▶ _Entries from a pointing dataset_:
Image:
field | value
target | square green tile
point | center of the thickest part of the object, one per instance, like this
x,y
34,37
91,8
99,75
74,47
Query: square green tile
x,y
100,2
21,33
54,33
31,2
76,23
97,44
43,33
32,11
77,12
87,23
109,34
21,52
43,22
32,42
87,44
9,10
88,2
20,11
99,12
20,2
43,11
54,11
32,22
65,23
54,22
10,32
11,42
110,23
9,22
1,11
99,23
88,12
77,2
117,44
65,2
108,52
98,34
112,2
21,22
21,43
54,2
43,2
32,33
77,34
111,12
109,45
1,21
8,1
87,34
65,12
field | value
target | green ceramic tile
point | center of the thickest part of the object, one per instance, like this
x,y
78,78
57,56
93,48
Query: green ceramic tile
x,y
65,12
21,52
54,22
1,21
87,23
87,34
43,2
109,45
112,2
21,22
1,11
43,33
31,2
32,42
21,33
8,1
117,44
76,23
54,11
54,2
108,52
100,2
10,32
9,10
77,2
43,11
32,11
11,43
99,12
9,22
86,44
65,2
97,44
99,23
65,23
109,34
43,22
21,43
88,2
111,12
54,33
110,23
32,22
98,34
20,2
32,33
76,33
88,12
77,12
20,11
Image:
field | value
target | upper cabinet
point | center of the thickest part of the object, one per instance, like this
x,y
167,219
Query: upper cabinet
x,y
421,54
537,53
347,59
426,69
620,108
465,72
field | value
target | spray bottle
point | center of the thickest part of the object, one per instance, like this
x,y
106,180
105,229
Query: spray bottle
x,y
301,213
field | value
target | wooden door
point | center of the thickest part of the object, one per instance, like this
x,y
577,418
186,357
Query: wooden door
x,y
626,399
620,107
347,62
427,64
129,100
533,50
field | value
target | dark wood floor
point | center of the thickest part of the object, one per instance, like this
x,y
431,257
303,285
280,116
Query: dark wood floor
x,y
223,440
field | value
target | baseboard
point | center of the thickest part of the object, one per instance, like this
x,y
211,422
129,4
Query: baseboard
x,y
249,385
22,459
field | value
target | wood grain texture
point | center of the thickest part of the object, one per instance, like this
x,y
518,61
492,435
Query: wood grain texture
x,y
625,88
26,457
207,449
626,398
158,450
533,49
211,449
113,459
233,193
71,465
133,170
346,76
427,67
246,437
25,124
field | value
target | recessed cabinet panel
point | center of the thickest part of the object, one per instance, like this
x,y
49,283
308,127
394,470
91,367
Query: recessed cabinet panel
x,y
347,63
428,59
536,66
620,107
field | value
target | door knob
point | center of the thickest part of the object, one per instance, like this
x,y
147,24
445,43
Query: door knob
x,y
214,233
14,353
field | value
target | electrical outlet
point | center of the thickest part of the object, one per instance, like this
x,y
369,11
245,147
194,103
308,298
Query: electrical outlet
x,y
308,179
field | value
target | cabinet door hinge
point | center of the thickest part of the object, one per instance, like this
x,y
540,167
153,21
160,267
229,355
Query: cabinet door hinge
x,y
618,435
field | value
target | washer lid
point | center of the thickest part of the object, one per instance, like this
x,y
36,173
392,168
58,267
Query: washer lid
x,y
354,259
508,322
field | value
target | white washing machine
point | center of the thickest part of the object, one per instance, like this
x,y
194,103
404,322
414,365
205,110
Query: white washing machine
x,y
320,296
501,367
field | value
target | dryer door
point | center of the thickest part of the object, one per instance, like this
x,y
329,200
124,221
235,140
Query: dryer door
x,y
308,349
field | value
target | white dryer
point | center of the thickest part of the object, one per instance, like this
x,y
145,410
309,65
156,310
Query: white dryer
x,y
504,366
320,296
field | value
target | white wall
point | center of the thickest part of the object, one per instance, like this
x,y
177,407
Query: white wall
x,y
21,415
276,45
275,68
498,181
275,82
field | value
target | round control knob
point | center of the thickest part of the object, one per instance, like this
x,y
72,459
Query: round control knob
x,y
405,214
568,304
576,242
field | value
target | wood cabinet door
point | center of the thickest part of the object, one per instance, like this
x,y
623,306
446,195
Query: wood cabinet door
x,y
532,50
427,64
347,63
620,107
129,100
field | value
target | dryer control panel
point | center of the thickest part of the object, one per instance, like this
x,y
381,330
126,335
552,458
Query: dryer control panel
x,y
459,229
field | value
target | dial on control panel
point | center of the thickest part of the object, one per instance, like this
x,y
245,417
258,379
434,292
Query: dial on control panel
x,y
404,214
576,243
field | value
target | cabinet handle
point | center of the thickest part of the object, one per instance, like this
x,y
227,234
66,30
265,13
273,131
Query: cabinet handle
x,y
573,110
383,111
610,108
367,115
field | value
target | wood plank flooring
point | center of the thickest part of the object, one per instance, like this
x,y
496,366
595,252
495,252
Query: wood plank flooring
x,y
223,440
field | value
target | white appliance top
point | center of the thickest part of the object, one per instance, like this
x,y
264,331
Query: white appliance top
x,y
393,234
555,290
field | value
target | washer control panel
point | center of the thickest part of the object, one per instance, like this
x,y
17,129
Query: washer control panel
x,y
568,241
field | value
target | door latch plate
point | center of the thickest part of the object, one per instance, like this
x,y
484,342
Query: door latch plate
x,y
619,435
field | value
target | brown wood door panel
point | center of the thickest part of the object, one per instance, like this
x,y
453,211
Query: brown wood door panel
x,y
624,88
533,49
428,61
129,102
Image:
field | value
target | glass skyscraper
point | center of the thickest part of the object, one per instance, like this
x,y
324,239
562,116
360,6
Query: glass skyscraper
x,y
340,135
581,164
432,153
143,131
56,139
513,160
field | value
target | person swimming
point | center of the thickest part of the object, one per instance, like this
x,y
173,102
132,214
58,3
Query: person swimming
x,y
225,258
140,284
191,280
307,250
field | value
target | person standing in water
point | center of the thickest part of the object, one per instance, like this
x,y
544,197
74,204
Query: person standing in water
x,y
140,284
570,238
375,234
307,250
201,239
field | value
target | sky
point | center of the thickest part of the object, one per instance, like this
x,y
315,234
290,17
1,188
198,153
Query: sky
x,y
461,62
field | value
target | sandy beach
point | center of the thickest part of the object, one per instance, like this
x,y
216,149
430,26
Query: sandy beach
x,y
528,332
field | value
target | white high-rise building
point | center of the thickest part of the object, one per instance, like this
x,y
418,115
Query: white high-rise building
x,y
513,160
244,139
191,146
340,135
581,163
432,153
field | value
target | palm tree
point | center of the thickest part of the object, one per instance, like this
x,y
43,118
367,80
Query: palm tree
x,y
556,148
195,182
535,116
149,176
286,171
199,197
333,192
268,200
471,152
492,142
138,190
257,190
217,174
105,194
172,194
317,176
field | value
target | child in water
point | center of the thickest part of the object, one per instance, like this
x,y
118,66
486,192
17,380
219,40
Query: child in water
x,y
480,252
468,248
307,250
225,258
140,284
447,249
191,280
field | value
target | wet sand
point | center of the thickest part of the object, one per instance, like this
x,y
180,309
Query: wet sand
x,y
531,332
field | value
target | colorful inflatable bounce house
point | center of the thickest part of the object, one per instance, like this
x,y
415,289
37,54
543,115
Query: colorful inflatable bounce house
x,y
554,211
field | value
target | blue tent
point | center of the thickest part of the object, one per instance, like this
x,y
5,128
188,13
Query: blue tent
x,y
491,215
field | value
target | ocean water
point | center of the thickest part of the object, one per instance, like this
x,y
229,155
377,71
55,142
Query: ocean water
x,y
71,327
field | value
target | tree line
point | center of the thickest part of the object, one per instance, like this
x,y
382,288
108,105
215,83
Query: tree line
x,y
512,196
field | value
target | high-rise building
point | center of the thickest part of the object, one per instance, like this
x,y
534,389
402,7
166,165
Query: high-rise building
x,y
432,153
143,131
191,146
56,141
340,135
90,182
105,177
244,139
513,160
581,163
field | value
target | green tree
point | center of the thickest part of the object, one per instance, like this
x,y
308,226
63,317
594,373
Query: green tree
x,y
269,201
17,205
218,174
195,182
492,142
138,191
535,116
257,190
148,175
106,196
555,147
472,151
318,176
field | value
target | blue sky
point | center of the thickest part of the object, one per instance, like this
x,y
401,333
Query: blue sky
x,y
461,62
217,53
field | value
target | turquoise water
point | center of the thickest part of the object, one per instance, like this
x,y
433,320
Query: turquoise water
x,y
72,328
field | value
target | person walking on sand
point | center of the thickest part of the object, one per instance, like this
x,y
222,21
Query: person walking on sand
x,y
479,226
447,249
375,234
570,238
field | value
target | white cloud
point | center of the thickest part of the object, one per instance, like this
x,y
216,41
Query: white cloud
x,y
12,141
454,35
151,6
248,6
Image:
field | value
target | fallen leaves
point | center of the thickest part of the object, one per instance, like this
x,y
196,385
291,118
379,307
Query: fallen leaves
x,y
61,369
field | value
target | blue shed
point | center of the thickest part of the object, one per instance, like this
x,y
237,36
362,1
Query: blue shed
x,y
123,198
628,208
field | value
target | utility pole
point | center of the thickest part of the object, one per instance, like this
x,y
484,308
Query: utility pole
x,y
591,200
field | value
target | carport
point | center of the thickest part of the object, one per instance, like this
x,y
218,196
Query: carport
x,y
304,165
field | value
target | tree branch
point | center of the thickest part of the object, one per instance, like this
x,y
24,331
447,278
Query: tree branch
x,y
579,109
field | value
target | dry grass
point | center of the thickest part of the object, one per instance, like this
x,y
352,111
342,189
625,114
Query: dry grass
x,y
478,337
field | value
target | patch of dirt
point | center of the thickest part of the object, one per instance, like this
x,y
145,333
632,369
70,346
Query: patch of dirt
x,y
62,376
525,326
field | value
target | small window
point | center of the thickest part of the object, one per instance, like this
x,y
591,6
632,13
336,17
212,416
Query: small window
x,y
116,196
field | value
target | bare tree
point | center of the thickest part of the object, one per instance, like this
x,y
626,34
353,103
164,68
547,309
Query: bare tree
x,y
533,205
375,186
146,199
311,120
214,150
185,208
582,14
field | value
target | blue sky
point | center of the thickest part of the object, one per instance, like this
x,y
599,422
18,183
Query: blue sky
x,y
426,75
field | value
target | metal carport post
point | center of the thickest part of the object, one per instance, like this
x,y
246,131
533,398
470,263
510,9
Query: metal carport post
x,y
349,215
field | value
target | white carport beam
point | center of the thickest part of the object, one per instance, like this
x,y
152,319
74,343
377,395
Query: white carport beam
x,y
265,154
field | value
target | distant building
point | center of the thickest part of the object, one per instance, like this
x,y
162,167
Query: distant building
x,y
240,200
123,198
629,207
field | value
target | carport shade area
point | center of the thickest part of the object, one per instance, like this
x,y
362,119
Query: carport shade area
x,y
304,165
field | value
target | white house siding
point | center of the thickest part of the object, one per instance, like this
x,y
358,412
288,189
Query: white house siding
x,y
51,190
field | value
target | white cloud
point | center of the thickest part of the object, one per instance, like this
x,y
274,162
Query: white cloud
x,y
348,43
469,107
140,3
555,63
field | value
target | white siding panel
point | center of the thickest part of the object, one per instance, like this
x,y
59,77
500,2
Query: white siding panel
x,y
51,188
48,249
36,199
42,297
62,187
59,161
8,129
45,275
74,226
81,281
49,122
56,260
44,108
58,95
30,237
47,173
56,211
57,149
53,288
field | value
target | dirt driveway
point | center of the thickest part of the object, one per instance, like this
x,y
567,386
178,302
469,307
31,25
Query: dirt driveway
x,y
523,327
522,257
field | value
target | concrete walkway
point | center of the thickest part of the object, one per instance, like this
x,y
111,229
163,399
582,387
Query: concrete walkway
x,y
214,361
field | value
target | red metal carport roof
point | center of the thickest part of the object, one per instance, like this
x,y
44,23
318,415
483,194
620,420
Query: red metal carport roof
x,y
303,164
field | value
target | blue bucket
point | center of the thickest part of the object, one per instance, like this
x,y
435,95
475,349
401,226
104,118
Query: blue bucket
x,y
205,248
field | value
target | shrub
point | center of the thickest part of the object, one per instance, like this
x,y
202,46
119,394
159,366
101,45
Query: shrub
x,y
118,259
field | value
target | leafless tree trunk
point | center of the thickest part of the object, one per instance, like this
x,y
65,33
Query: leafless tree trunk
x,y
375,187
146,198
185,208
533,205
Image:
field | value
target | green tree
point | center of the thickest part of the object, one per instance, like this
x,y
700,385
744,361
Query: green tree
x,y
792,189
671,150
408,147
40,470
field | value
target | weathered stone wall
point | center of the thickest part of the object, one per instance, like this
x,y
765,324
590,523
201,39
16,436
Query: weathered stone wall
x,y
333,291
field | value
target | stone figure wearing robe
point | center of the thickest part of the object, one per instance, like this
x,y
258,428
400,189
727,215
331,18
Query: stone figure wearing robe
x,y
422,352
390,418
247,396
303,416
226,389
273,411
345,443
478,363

▶ _To do_:
Select every line of the records above that contains the word "ceramic", and copy each one out in full. Case counts.

▶ _Answer_:
target | green ceramic tile
Query: green ceramic tile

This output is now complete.